[[ PROVIDED INFORMATION, beginning ]]

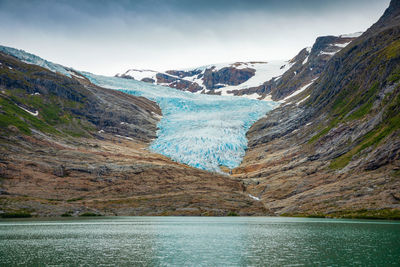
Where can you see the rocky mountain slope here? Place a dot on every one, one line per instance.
(69, 147)
(256, 80)
(334, 148)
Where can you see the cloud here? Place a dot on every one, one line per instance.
(109, 36)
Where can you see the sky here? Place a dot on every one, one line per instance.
(109, 37)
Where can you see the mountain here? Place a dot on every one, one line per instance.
(331, 148)
(255, 80)
(334, 148)
(69, 147)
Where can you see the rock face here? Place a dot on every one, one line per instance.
(69, 147)
(252, 79)
(334, 150)
(208, 78)
(213, 79)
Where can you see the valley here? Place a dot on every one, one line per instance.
(317, 135)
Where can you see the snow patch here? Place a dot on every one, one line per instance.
(301, 101)
(203, 131)
(255, 198)
(30, 112)
(264, 72)
(351, 35)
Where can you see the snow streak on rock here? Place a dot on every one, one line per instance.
(203, 131)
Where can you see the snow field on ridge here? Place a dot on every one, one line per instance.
(202, 131)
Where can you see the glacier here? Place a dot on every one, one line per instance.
(203, 131)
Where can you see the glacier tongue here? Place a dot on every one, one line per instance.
(203, 131)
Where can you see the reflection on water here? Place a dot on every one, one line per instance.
(200, 241)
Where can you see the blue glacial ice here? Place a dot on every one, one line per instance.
(202, 131)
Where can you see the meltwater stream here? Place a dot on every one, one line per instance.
(203, 131)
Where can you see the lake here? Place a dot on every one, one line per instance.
(199, 241)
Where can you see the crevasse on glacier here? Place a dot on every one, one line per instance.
(202, 131)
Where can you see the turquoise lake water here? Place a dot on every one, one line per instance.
(199, 241)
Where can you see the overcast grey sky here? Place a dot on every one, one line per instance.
(106, 37)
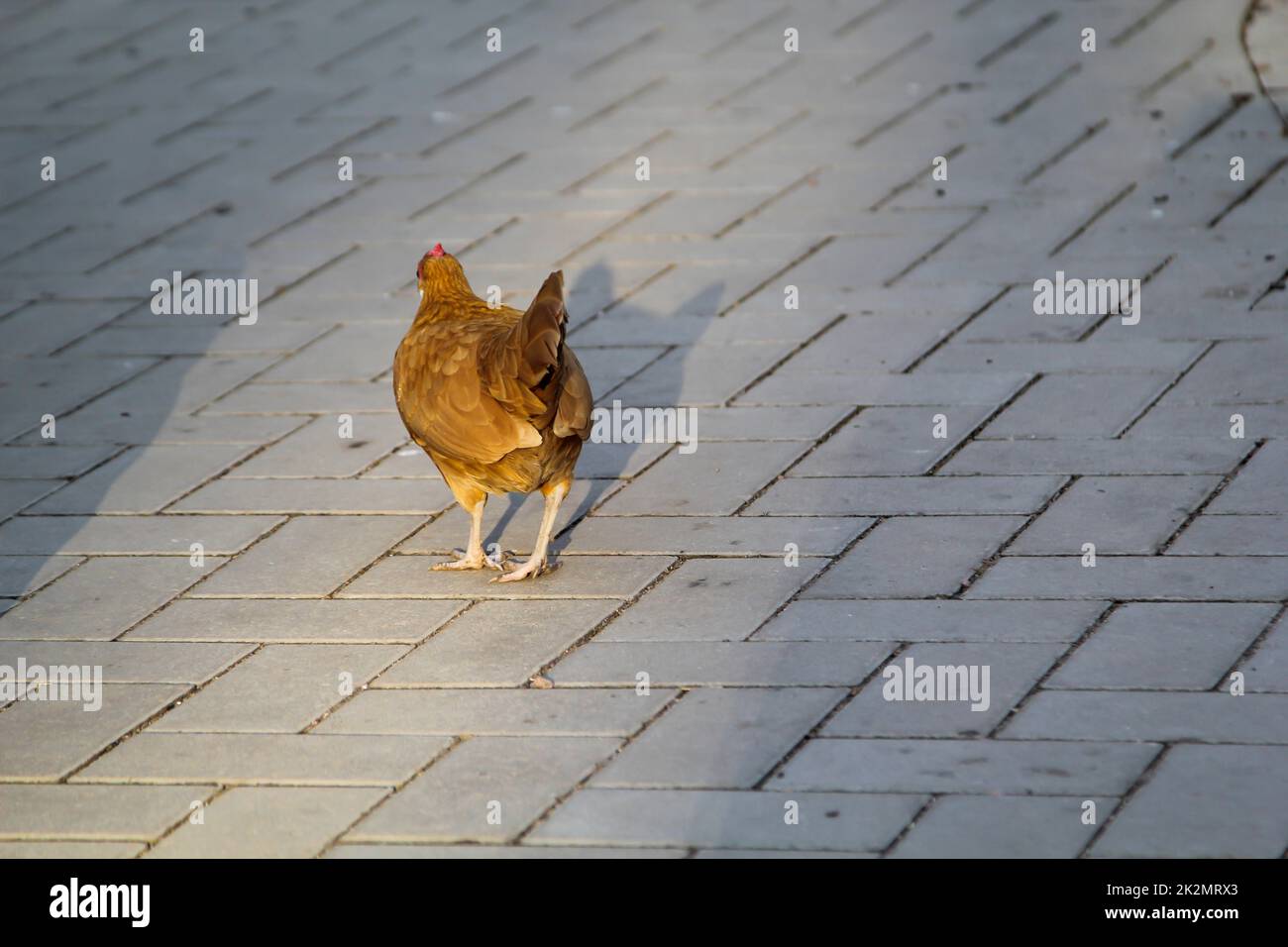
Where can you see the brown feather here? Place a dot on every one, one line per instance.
(493, 395)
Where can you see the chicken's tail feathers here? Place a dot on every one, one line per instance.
(540, 333)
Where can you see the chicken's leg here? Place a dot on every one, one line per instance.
(473, 501)
(536, 564)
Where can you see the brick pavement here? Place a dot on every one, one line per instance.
(905, 468)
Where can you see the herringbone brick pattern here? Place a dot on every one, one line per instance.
(907, 467)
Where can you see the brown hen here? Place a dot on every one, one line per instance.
(494, 397)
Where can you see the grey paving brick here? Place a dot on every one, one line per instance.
(606, 578)
(892, 441)
(281, 688)
(296, 621)
(132, 535)
(893, 560)
(712, 535)
(47, 740)
(269, 822)
(884, 389)
(719, 738)
(142, 479)
(949, 620)
(1004, 827)
(1078, 406)
(317, 449)
(236, 759)
(1258, 535)
(832, 822)
(965, 766)
(893, 496)
(130, 663)
(472, 851)
(733, 471)
(1096, 458)
(22, 575)
(1013, 671)
(511, 779)
(138, 813)
(1188, 579)
(1201, 641)
(69, 849)
(1119, 514)
(709, 600)
(1261, 486)
(1202, 718)
(728, 664)
(497, 644)
(88, 603)
(309, 556)
(498, 712)
(50, 462)
(1206, 801)
(318, 496)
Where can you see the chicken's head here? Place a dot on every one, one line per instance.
(441, 272)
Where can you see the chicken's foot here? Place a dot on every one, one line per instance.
(537, 562)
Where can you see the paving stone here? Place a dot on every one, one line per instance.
(691, 745)
(1201, 641)
(498, 712)
(143, 479)
(1258, 535)
(605, 578)
(138, 813)
(1004, 827)
(1203, 718)
(893, 560)
(884, 389)
(887, 441)
(132, 535)
(1013, 671)
(240, 759)
(949, 620)
(130, 663)
(317, 496)
(894, 496)
(469, 851)
(510, 779)
(269, 822)
(47, 740)
(281, 688)
(1261, 486)
(711, 535)
(1206, 801)
(1119, 514)
(48, 462)
(833, 822)
(726, 664)
(1078, 406)
(1095, 458)
(317, 449)
(88, 604)
(1188, 579)
(709, 600)
(309, 556)
(497, 644)
(965, 766)
(734, 472)
(21, 575)
(296, 621)
(69, 849)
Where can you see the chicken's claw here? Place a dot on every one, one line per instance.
(529, 570)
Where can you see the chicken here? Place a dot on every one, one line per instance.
(494, 397)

[[ PROVIDED INFORMATION, end ]]

**YOUR ASSIGNMENT**. Return an exact transcription of the entries above, excluding each image.

**RESULT FOR THIS TASK**.
Where can you see the rocky mountain slope here? Place a dot on every one, one line per instance.
(69, 147)
(256, 80)
(334, 148)
Where can you see the cloud here? Place a dot on every one, one line per instance.
(109, 36)
Where can you see the sky here? Place a dot on every one, one line per instance.
(109, 37)
Where can you see the mountain here? Place a dot on every one, one line per instance.
(331, 148)
(255, 80)
(334, 148)
(69, 147)
Where can you see the rock face here? Place a dot on every one, one line per instance.
(69, 147)
(252, 79)
(334, 150)
(208, 78)
(213, 79)
Where can you see the valley here? Place a dot on every one, one line per instance.
(317, 135)
Where can you see the snow patch here? Place a dot on every one, one line per instance.
(301, 101)
(203, 131)
(255, 198)
(30, 112)
(264, 72)
(351, 35)
Where can you see the snow streak on rock here? Place a dot on every one, one line per instance.
(203, 131)
Where can you see the snow field on ridge here? Place a dot on every one, one line per instance.
(202, 131)
Where can you see the glacier here? Place a dot on every one, one line per instance.
(203, 131)
Where can you see the glacier tongue here? Place a dot on every one, one line per instance.
(203, 131)
Where can you see the reflection on water here? Place a dot on every one, one line per instance.
(200, 241)
Where can you see the blue glacial ice here? Place a dot on every one, one line per instance.
(202, 131)
Where can you see the meltwater stream here? Place a dot on every one, one line per instance.
(203, 131)
Where can you see the lake here? Place a dot on every one, one line per instance.
(199, 241)
Where can you see the crevasse on glacier here? Place a dot on every one, one line per instance.
(202, 131)
Where can you see the turquoise lake water here? Place a dot on every one, one line per instance.
(199, 241)
Where can you see the overcast grey sky here? Place a dot on every one, one line per instance.
(106, 37)
Where can you see the brown feather here? Place a dot on every one, one line per instance.
(493, 395)
Where can you see the chicken's tail feathers here? Place a dot on every one, one line per instance.
(540, 333)
Where can you see the chicken's leg here? Place a dot on every one, one line per instance.
(473, 501)
(536, 564)
Where can you see the brick pavement here? Place a dot on every one, one line per instance.
(905, 468)
Where can you see the herringbone brick pattern here? Place a dot on every one, one line per instance.
(907, 467)
Where can you see the brown hen here? Place a dot on every one, one line per instance.
(494, 397)
Where can you see the grey paving brick here? Place a dot on every one, one line per instance.
(606, 578)
(892, 441)
(281, 688)
(296, 621)
(132, 535)
(893, 560)
(712, 535)
(47, 740)
(269, 822)
(884, 389)
(719, 738)
(142, 479)
(949, 620)
(1004, 827)
(1078, 406)
(317, 449)
(236, 759)
(1258, 535)
(832, 822)
(965, 766)
(893, 496)
(130, 663)
(472, 851)
(733, 471)
(1096, 458)
(22, 575)
(1013, 671)
(511, 779)
(138, 813)
(1188, 579)
(1201, 641)
(69, 849)
(1119, 514)
(709, 600)
(1261, 486)
(1202, 718)
(728, 664)
(497, 644)
(88, 603)
(309, 556)
(498, 712)
(50, 462)
(1206, 801)
(318, 496)
Where can you see the chicken's head here? Place a dot on every one, one line per instance.
(441, 272)
Where can you see the chicken's foot here? Place a dot on every one, one line per instance.
(537, 562)
Where can you see the paving stone here? Place a dot on every one, one line per instance.
(691, 745)
(1201, 641)
(498, 712)
(143, 479)
(1258, 535)
(605, 578)
(138, 813)
(1004, 827)
(1203, 718)
(893, 560)
(884, 389)
(887, 441)
(132, 535)
(1013, 671)
(240, 759)
(949, 620)
(130, 663)
(317, 496)
(894, 496)
(469, 851)
(510, 779)
(269, 822)
(47, 740)
(281, 688)
(1261, 486)
(711, 535)
(1206, 801)
(1119, 514)
(48, 462)
(833, 822)
(726, 664)
(1078, 406)
(1095, 458)
(317, 449)
(88, 604)
(1188, 579)
(709, 600)
(309, 556)
(497, 644)
(965, 766)
(734, 472)
(21, 575)
(296, 621)
(69, 849)
Where can you see the chicken's claw here? Place a dot on every one, one line per instance.
(529, 570)
Where can you see the chicken here? Place a dot on every one, one line per instance.
(494, 397)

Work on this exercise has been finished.